---------- Extrait à lire

Algues vertes, OGM & autres saloperies

Le mec en 4X4 noire vitres noires qui m’avait prise en stop dans cette plaine de Nullepart où ne paissait rien mais poussait du maïs arrosé, entreprit de me faire la conversation tout en continuant à téter un énorme cigare étronique et à visionner un porno d’un pénis distrait :
« Autrefois, le lisier —  les excréments des animaux — précisa-t-il  à la blondasse que j’étais, était mélangé à la paille, et cela donnait l’or noir des étables. Mais, comme on a divisé, cloisonné et délocalisé les productions, on a la paille et les céréales en Beauce (il fit un large geste du bras droit en direction du plat pays) et l’élevage en Bretagne. Et on en peut même pas restituer la paille en Beauce, parce que le sol n’a plus les bactéries nécessaires pour la digérer, elle se retrouve intacte dans les sols, trois ou quatre ans après. Donc on la brûle. En, ce faisant, on déminéralise encore plus le sol, on détruit encore plus sa faune. Pendant ce temps, en Bretagne, le lisier part dans les rivières et sur le littoral, provoque les marées vertes au printemps. »
Il se tourna vers moi et éclata de rire ! « Pauvres vacanciers ! ».  Puis poursuivit:
« Les OGM, voyez-vous, génèrent l’affrontement entre deux droits de propriétés. Si je cultive mes espèces normales mais que mon champ est contaminé par des OGM, je ne suis plus propriétaire de ma récolte. PLUS PROPRIÉTAIRE DE MA RÉCOLTE ! martela-t-il. Celle-ci appartient au propriétaire du brevet des OGM. C’est comme ça que des paysans américains et canadiens ont été ruinés ces dernières années par Monsanto. Vous connaissez forcément Monsanto. Imaginez si Lavoisier avait déposé un brevet sur l’azote et sur la carbone et que plus aucun scientifique n’ait pu travailler dessus ! Où en serait-on ? »
Il éclata de nouveau d’un rire obscène au moment où le comédien déchargeait un tube de lait Nestlé sur le ventre de la nana.
 » Moi, je vous raconte ça mais je m’en tape ! J’ai pas de gosses, la planète de toute façon elle continuera sans nous, alors les OGM, les pesticides et tout ça, moi, c’est la thune qui m’intéresse, pas vrai ? »
Intérieurement, je m’en voulais de m’être encore trompée d’histoire d’amour. Enfin, je n’avais qu’à monter dans le véhicule précédent, une vieille bétaillère conduite par un vieux bonhomme sans dents.

--------------------
---------- Données fournies

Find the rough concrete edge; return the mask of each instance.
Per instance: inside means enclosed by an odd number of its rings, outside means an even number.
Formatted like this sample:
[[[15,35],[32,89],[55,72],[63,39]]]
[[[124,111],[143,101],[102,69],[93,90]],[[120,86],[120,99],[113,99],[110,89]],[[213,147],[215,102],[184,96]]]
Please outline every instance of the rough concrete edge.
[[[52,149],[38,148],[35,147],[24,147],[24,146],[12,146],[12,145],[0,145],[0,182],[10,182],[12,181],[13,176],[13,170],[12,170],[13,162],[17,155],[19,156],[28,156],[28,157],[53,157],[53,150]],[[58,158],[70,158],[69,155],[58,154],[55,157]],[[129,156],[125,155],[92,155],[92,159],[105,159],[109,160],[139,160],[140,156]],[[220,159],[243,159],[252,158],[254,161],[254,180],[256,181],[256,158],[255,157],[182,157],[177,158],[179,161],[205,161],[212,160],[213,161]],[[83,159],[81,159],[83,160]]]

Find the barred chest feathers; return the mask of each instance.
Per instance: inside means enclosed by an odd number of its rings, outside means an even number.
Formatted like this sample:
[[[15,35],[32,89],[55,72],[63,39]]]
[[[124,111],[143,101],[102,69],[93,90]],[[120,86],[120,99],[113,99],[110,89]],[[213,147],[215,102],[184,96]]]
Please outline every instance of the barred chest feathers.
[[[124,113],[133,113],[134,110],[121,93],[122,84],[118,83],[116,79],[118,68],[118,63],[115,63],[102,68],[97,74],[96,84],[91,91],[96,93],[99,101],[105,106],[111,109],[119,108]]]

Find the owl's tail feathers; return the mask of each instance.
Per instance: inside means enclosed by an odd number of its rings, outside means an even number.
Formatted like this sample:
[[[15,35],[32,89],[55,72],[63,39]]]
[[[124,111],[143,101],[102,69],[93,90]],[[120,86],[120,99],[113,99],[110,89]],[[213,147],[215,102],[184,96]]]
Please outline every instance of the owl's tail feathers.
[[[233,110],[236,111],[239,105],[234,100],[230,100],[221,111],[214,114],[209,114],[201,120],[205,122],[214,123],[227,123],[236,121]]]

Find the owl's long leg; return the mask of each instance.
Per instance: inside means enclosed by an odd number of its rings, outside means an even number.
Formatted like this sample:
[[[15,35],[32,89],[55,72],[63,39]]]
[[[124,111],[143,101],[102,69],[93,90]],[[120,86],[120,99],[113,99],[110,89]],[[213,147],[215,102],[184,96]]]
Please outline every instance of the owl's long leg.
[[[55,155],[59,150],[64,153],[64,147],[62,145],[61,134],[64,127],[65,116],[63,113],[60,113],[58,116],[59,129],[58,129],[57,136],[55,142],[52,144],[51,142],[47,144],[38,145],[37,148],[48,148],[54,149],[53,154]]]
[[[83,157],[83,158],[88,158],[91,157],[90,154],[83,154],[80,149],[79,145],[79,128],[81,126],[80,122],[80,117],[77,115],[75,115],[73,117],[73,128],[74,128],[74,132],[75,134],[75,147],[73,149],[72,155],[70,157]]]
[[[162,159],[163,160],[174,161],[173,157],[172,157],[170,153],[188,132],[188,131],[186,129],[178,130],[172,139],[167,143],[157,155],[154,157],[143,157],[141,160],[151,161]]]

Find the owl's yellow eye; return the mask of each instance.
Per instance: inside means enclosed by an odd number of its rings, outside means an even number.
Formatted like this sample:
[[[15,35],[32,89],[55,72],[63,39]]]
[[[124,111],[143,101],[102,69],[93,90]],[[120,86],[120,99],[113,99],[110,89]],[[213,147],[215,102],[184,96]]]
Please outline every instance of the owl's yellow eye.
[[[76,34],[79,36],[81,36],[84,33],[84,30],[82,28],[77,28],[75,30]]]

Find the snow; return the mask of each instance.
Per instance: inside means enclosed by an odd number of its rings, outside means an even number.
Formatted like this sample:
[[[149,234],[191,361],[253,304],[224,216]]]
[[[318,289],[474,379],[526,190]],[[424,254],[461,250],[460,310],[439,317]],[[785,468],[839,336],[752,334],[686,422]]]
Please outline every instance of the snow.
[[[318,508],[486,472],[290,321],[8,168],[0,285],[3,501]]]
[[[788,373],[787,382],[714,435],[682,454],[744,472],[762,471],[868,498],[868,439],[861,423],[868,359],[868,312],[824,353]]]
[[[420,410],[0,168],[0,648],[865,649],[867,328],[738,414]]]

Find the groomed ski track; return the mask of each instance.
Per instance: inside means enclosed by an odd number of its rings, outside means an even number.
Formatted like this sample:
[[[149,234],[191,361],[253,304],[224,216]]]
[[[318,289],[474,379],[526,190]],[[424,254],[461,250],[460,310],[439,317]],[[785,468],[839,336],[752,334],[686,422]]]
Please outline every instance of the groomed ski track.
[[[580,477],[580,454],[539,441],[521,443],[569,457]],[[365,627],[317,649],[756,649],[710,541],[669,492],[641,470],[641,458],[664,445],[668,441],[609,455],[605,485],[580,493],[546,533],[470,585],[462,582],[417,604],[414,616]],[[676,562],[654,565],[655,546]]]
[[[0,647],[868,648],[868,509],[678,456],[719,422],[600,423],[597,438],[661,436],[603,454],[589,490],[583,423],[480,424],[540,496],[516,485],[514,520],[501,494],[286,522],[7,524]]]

--------------------

**Consigne**
Recopiez l'extrait sur les algues vertes et les OGM, tout ce qui va de « Il éclata de » jusqu'à « bonhomme sans dents. », en mettant « camionnette » à la place de « bétaillère ».

**Résultat obtenu**
Il éclata de nouveau d’un rire obscène au moment où le comédien déchargeait un tube de lait Nestlé sur le ventre de la nana.
 » Moi, je vous raconte ça mais je m’en tape ! J’ai pas de gosses, la planète de toute façon elle continuera sans nous, alors les OGM, les pesticides et tout ça, moi, c’est la thune qui m’intéresse, pas vrai ? »
Intérieurement, je m’en voulais de m’être encore trompée d’histoire d’amour. Enfin, je n’avais qu’à monter dans le véhicule précédent, une vieille camionnette conduite par un vieux bonhomme sans dents.